Exercise task
Pull out every line of the data below that contains the word "bare". Matching is case-sensitive.

Records for the task

┌──

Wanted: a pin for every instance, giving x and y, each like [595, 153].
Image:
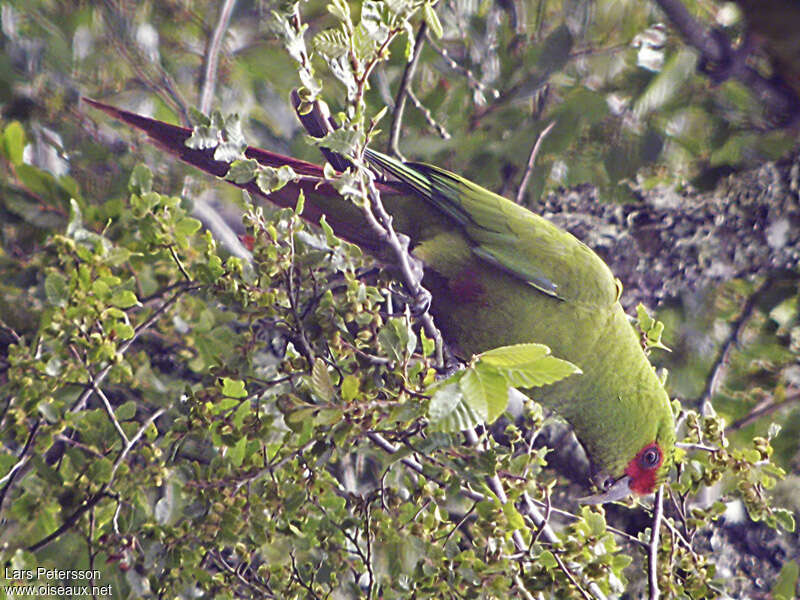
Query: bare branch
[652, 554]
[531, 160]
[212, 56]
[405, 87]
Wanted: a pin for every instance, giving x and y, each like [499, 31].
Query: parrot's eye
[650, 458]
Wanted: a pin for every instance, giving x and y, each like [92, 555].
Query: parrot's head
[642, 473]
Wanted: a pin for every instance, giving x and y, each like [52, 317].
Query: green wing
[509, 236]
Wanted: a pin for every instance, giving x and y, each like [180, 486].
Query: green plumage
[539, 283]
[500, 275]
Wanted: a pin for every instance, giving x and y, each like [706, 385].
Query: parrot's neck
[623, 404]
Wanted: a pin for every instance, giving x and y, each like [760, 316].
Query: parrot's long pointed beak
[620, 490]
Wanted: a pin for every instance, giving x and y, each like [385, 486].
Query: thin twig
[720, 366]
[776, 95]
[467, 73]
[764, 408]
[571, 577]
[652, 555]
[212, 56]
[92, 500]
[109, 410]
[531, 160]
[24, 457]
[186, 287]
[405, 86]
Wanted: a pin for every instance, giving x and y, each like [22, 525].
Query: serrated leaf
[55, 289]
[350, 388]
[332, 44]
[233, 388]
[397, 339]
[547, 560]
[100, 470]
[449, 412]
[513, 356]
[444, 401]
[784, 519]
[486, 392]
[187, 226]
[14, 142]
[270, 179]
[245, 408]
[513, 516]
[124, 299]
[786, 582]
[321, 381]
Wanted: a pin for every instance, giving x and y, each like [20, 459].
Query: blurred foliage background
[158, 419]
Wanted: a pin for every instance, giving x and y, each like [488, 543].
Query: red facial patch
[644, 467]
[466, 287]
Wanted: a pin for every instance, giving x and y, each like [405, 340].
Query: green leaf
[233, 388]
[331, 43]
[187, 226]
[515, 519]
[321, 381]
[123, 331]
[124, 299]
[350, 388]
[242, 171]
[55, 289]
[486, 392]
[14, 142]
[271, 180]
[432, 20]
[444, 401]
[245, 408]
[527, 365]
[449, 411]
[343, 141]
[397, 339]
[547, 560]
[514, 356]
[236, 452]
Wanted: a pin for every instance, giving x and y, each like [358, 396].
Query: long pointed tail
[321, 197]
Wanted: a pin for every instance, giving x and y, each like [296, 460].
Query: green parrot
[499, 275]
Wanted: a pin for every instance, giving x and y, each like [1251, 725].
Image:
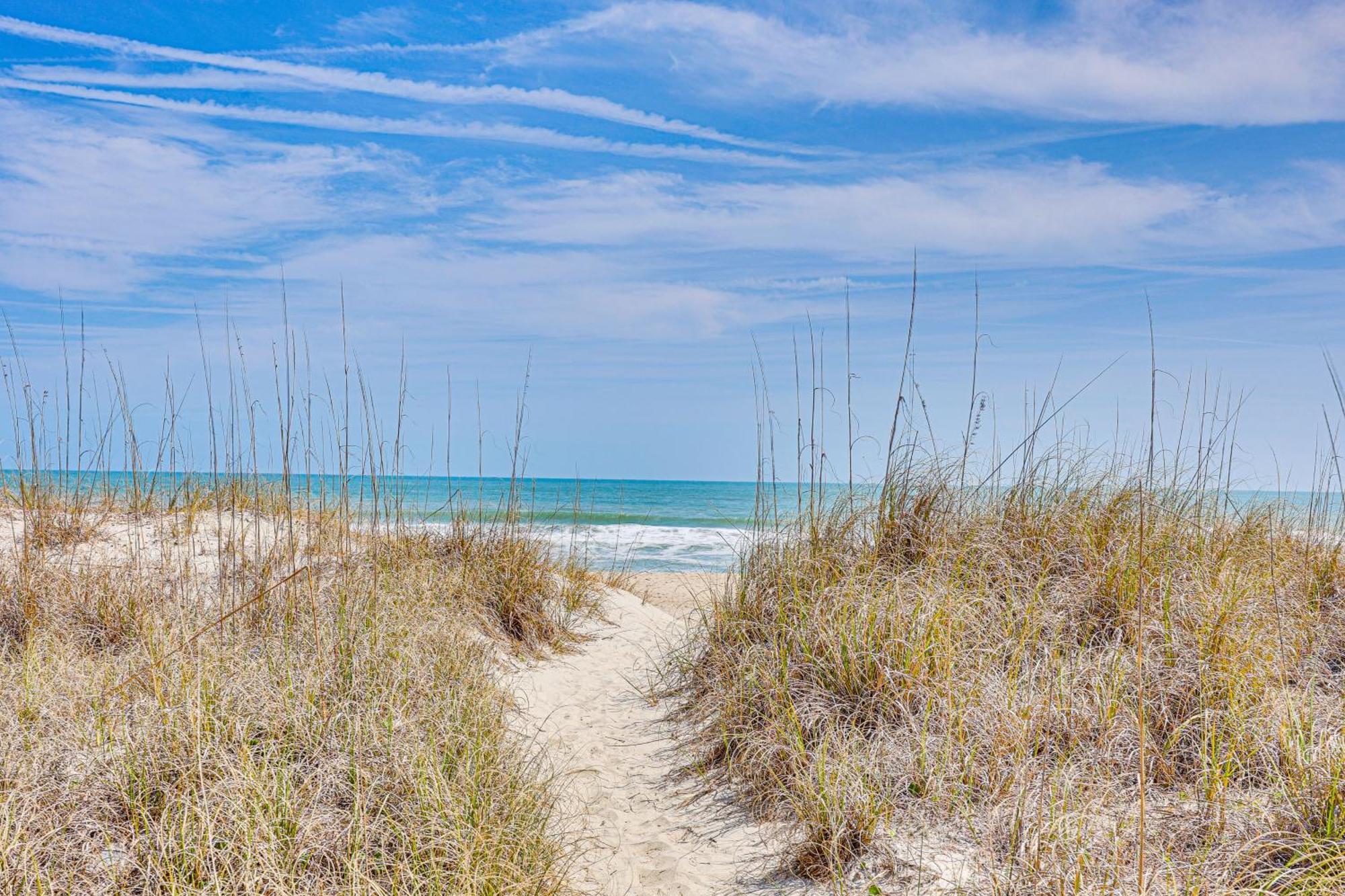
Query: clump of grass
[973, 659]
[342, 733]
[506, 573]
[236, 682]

└──
┌──

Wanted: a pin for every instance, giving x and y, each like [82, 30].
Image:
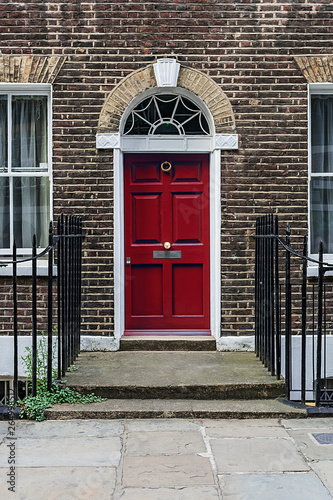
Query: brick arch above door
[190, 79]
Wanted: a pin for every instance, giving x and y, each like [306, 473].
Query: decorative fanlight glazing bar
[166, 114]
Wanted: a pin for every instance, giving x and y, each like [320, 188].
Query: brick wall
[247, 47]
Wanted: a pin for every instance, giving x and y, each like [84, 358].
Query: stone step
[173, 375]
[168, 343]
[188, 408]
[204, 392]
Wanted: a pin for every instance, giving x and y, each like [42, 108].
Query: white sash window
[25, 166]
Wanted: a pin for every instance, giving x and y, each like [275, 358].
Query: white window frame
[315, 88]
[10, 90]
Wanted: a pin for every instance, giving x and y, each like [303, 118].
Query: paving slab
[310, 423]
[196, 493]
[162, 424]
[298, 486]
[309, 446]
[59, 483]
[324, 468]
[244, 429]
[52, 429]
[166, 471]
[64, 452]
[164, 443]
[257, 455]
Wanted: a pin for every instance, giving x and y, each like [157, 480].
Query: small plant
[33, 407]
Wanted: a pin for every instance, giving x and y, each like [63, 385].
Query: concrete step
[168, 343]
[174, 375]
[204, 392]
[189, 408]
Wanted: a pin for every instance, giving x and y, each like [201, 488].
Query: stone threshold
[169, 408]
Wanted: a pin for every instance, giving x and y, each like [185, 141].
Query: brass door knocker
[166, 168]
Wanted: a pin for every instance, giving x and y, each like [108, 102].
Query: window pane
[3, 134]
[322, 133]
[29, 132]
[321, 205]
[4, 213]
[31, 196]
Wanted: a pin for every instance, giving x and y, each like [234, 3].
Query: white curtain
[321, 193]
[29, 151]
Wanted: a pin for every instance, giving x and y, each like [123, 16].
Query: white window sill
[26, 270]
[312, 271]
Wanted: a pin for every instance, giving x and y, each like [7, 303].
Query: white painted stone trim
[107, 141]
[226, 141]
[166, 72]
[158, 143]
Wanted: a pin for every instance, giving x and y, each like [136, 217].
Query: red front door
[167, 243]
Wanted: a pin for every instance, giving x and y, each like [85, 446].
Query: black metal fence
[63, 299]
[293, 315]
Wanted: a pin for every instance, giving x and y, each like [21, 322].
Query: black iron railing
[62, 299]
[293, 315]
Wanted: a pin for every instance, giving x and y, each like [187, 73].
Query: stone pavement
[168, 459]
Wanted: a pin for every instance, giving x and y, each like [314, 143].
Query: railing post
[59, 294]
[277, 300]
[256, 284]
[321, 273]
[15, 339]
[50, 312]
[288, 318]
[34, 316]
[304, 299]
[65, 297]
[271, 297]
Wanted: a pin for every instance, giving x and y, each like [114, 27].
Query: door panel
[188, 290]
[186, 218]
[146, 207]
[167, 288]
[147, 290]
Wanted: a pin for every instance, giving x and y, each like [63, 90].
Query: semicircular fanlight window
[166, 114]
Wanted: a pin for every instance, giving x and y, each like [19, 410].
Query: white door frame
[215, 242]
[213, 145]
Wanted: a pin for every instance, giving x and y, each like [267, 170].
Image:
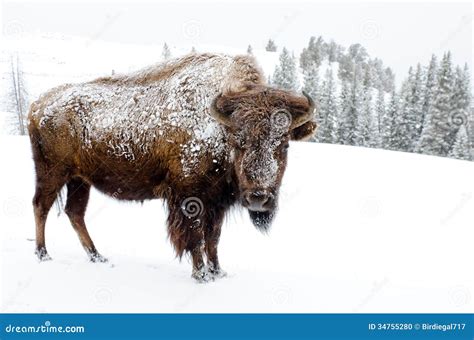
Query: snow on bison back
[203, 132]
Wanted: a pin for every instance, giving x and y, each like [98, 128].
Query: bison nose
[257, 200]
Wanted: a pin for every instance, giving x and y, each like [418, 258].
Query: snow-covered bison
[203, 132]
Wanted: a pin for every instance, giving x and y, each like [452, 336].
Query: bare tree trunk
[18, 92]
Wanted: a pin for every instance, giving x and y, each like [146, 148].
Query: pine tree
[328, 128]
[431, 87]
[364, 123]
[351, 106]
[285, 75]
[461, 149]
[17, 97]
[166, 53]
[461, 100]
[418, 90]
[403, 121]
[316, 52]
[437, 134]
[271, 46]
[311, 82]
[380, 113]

└──
┌──

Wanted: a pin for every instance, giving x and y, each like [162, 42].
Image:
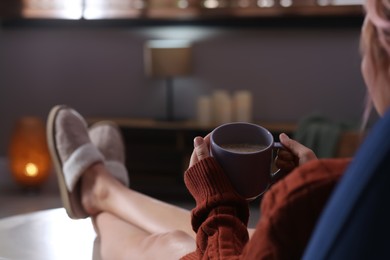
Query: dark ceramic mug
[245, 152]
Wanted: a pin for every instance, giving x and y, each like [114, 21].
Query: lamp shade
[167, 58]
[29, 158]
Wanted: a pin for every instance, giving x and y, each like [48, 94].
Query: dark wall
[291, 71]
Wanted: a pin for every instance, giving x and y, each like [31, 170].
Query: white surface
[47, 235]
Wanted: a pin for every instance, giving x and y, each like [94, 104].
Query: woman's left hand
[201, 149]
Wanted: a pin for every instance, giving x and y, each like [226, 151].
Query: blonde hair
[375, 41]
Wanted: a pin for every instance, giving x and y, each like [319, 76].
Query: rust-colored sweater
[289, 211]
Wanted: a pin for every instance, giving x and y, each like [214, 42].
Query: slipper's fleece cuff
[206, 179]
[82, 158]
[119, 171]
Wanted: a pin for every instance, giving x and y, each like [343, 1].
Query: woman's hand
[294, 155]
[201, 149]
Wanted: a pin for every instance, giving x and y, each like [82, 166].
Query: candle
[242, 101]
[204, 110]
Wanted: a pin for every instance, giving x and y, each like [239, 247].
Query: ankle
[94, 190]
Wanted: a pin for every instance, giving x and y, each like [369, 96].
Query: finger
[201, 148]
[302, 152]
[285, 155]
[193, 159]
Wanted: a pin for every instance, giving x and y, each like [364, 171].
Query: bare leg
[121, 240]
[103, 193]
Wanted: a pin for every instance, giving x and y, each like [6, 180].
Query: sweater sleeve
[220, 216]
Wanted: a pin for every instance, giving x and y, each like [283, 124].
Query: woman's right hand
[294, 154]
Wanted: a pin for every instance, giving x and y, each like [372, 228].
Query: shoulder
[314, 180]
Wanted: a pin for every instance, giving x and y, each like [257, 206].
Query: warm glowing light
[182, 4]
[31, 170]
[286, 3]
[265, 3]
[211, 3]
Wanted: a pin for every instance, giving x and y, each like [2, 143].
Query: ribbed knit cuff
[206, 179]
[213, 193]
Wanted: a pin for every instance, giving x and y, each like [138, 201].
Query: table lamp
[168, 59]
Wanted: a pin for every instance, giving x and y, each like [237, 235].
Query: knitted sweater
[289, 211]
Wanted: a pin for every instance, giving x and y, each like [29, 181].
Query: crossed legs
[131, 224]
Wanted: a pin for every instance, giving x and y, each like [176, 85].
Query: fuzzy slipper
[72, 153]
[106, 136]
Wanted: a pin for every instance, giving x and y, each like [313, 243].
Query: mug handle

└──

Problem solution
Query: bare branch
Query: bare tree trunk
Query: bare leg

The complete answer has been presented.